Document segment
begin

It seems that this blog has turned quite personal. The necklaces have taken a backseat to the meanderings of my mind and musings on my insignificant life. It was only a matter of time before the rubber met the road……and with Good Friday and Easter upon us, there could be no other blog post but this……I have hinted, but never stated. I have insinuated, but never proclaimed…..and here it is: I am a Christian who could not let Good Friday and Easter pass without telling you, who have become dear to me, that the crucified savior means everything to me. So, before you click away, let’s just talk……
I have written and re-written this paragraph and I can’t seem to get it out. You see, I don’t want what is overflowing from my heart to be reduced to cliche, or stereoteype. I’m baffled that I am able to write silly little stories about necklaces, fictional party tee shirts and nasty tweeters without so much as a moment’s hesitation, and yet, I am unable to write with any clarity or impact what my heart is so full of that at times it feels like it may burst. The thing that is at the core of all that i am and do. The thing that has made me be able to handle the anger, depression, grief, insecurity, and mourning that would otherwise overwhelm my life. Why can’t I get the right words out?

end

Supplied data
begin

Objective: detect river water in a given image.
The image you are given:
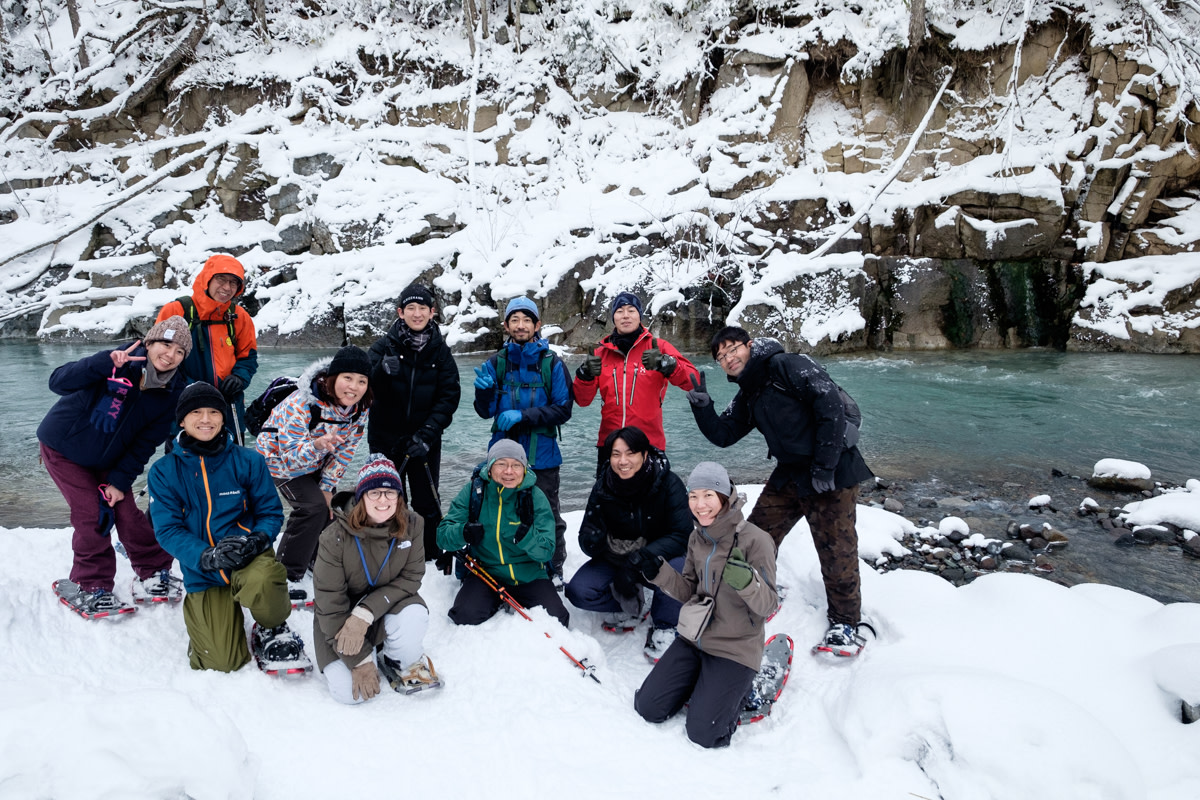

end

Short exercise
Translate this sentence from the blog post about faith into Spanish: "The necklaces have taken a backseat to the meanderings of my mind and musings on my insignificant life."

Response to this exercise
Los collares han quedado en segundo plano frente a las divagaciones de mi mente y las reflexiones sobre mi vida insignificante.